Di Tromba: A Complete English Translation, Biography, and Critical Commentary (Part 1 of 3)

Birth, Training, and Positions

According to the most recent research performed by Igino Conforzi, Girolamo Fantini was born in Spoleto in 1600, immediately precending February, 11, the date of his baptism. Various documents between 1544 and 1606 show the presence in Spoleto of a strong trumpet tradition within which Fantini could have received his training.

On 20 February 1626 he was taken into the service of Cardinal Scipione Borghese in Rome, apparently as the only trumpeter in the noble household. He is recorded there through October 1630.

With the title of Chief Court Trumpeter (trombetta maggiore), Fantini then entered the service of the Grand Duke of Tuscany, Ferdinando II de’ Medici (who reigned between 1621 and 1670). This occurred at the latest in April 1631, but probably at the end of the previous year, since he later stated in the dedication to his trumpet method, printed in 1638, that he had served at that court for eight years. On 11 April 1631 Fantini was given a new trumpet made of silver and lavishly decorated with angel heads and jewels, two damask banners for the trumpet displaying the Medici coats of arms, and a salary of 10 scudi per month. This is an unusually generous sum for a trumpeter and gives a first hint that Fantini must have been particularly gifted. (All the other instrumentalists were paid less; only the singers and the chapel-master earned more.)

■ **WHAT THE EXERCISE ASKS**: Reproduce the text above on Girolamo Fantini's birth, training, and court positions word for word, from its title line through its final sentence.

■ **DATA EXCERPTS**:
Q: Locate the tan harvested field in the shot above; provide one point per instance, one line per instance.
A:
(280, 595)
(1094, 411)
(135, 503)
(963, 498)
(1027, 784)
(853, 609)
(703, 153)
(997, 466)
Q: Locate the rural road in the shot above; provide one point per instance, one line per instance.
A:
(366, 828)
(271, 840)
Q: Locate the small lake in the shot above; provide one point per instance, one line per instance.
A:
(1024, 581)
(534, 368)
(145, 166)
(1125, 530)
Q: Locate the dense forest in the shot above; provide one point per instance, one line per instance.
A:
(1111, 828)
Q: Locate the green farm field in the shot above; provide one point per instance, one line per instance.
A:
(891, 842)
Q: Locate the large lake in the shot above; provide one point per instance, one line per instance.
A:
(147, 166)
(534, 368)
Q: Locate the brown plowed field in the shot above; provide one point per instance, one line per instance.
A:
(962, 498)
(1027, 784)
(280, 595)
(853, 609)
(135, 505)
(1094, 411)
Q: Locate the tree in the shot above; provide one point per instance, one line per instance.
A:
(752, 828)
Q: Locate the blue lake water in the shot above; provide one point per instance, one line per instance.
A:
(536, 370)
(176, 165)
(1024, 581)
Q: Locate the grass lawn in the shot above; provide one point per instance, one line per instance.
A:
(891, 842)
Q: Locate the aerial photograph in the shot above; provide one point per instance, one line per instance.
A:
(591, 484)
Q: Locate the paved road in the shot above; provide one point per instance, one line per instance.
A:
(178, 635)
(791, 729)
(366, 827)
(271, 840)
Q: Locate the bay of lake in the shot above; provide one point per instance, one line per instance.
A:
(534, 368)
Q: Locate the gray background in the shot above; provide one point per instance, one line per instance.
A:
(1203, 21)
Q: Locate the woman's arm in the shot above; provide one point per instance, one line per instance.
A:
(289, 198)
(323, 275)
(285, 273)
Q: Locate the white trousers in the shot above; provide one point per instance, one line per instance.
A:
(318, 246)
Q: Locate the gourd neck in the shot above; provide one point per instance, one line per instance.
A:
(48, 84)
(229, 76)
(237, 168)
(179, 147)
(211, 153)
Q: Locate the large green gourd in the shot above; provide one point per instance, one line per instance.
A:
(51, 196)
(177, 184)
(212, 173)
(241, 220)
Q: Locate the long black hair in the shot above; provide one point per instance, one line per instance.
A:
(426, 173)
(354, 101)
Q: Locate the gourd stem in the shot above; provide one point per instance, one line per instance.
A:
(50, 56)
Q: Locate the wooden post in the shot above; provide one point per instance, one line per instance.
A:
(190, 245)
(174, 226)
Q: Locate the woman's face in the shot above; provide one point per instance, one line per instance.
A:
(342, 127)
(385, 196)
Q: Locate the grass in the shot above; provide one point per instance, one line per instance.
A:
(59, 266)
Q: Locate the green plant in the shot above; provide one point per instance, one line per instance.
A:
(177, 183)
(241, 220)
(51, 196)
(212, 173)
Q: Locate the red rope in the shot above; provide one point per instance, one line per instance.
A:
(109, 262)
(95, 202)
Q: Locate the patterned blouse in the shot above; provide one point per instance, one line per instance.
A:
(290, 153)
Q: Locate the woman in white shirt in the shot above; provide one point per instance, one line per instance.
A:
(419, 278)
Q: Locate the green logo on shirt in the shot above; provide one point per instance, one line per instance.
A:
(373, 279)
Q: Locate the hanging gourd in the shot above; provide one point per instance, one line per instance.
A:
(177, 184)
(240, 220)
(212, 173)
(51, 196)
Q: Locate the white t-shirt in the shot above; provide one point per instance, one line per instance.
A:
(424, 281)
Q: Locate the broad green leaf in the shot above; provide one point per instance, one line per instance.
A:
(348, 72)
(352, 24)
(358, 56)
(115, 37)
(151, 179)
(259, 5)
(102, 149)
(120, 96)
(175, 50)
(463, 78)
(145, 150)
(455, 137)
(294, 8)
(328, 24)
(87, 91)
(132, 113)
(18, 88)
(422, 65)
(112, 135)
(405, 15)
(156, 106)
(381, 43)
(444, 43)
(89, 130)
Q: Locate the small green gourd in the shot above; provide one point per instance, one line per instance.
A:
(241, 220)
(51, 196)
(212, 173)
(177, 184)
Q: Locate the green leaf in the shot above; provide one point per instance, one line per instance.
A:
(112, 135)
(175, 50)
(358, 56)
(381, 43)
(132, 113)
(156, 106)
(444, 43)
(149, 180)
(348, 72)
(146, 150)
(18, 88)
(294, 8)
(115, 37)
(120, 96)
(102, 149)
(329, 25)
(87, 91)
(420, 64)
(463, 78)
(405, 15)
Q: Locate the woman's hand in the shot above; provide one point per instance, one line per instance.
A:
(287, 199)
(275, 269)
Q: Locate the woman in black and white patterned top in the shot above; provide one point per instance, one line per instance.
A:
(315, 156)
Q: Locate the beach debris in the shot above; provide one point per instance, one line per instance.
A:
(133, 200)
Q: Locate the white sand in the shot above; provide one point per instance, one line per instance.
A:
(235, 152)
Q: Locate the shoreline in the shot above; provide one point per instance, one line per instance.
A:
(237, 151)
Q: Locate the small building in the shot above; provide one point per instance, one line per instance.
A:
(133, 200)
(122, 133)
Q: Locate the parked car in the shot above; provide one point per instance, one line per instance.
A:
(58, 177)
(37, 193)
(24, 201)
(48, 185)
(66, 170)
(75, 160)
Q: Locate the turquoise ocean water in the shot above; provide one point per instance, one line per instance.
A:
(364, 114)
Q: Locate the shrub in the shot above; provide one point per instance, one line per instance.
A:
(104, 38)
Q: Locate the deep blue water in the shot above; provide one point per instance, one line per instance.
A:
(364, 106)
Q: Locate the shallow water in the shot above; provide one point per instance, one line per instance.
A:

■ **SOLVED PROBLEM**:
Di Tromba: A Complete English Translation, Biography, and Critical Commentary (Part 1 of 3)

Birth, Training, and Positions

According to the most recent research performed by Igino Conforzi, Girolamo Fantini was born in Spoleto in 1600, immediately precending February, 11, the date of his baptism. Various documents between 1544 and 1606 show the presence in Spoleto of a strong trumpet tradition within which Fantini could have received his training.

On 20 February 1626 he was taken into the service of Cardinal Scipione Borghese in Rome, apparently as the only trumpeter in the noble household. He is recorded there through October 1630.

With the title of Chief Court Trumpeter (trombetta maggiore), Fantini then entered the service of the Grand Duke of Tuscany, Ferdinando II de’ Medici (who reigned between 1621 and 1670). This occurred at the latest in April 1631, but probably at the end of the previous year, since he later stated in the dedication to his trumpet method, printed in 1638, that he had served at that court for eight years. On 11 April 1631 Fantini was given a new trumpet made of silver and lavishly decorated with angel heads and jewels, two damask banners for the trumpet displaying the Medici coats of arms, and a salary of 10 scudi per month. This is an unusually generous sum for a trumpeter and gives a first hint that Fantini must have been particularly gifted. (All the other instrumentalists were paid less; only the singers and the chapel-master earned more.)